### Document segment
Engineers bend light to enhance wavelength conversion

Date:
July 30, 2021
Source:
University of California - Los Angeles
Summary:
Engineers have developed a more efficient way of converting light
from one wavelength to another, opening the door for improvements
in the performance of imaging, sensing and communication systems.



FULL STORY ========================================================================== Electrical engineers from the UCLA Samueli School of Engineering have
developed a more efficient way of converting light from one wavelength to another, opening the door for improvements in the performance of imaging, sensing and communication systems.


==========================================================================
Mona Jarrahi, professor of electrical and computer engineering at UCLA
Samueli, led the Nature Communications-published research.

Finding an efficient way to convert wavelengths of light is crucial to
the improvement of many imaging and sensing technologies. For example, converting incoming light into terahertz wavelengths enables imaging and sensing in optically opaque environments. However, previous conversion frameworks were inefficient and required bulky and complex optical setups.

The UCLA-led team has devised a solution to enhance wavelength-conversion efficiency by exploring a generally undesirable but natural phenomenon
called semiconductor surface states.

Surface states occur when surface atoms have an insufficient number of
other atoms to bind to, causing a breakdown in atomic structure. These incomplete chemical bonds, also known as "dangling bonds," cause
roadblocks for electric charges flowing through semiconductor devices
and affect their performance.

"There have been many efforts to suppress the effect of surface states in semiconductor devices without realizing they have unique electrochemical properties that could enable unprecedented device functionalities,"
said Jarrahi, who leads the UCLA Terahertz Electronics Laboratory.



==========================================================================
In fact, since these incomplete bonds create a shallow but giant built-in electric field across the semiconductor surface, the researchers decided
to take advantage of surface states for improved wavelength conversion.

### Material provided

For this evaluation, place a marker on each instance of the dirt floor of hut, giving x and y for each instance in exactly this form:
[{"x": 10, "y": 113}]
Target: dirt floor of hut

### What is asked
#1 Decide whether each statement agrees with the wavelength-conversion article, answering yes or no and quoting the deciding words: (a) Mona Jarrahi led the research; (b) earlier conversion frameworks used compact, simple optical setups; (c) surface states create a deep but weak electric field across the semiconductor surface.
#2 Write the next part of the article on light wavelength conversion, picking up right after its final sentence.
The listing has no connection to the article on light wavelength conversion.

### Answer list
#1
(a) Yes: "Mona Jarrahi, professor of electrical and computer engineering at UCLA Samueli, led the Nature Communications-published research."
(b) No: "previous conversion frameworks were inefficient and required bulky and complex optical setups."
(c) No: "these incomplete bonds create a shallow but giant built-in electric field across the semiconductor surface"

#2
Incoming light can hit the electrons in the semiconductor lattice and
move them to a higher energy state, at which point they are free to jump
around within the lattice. The electric field created across the surface
of the semiconductor further accelerates these photo-excited, high-energy electrons, which then unload the extra energy they gained by radiating
it at different optical wavelengths, thus converting the wavelengths.

However, this energy exchange can only happen at the surface of a
semiconductor and needs to be more efficient. In order to solve this
problem, the team incorporated a nanoantenna array that bends incoming
light so it is tightly confined around the shallow surface of the semiconductor.

"Through this new framework, wavelength conversion happens easily and
without any extra added source of energy as the incoming light crosses
the field," said Deniz Turan, the study's lead author and a member of
Jarrahi's research laboratory who recently graduated with his doctorate
in electrical engineering from UCLA Samueli.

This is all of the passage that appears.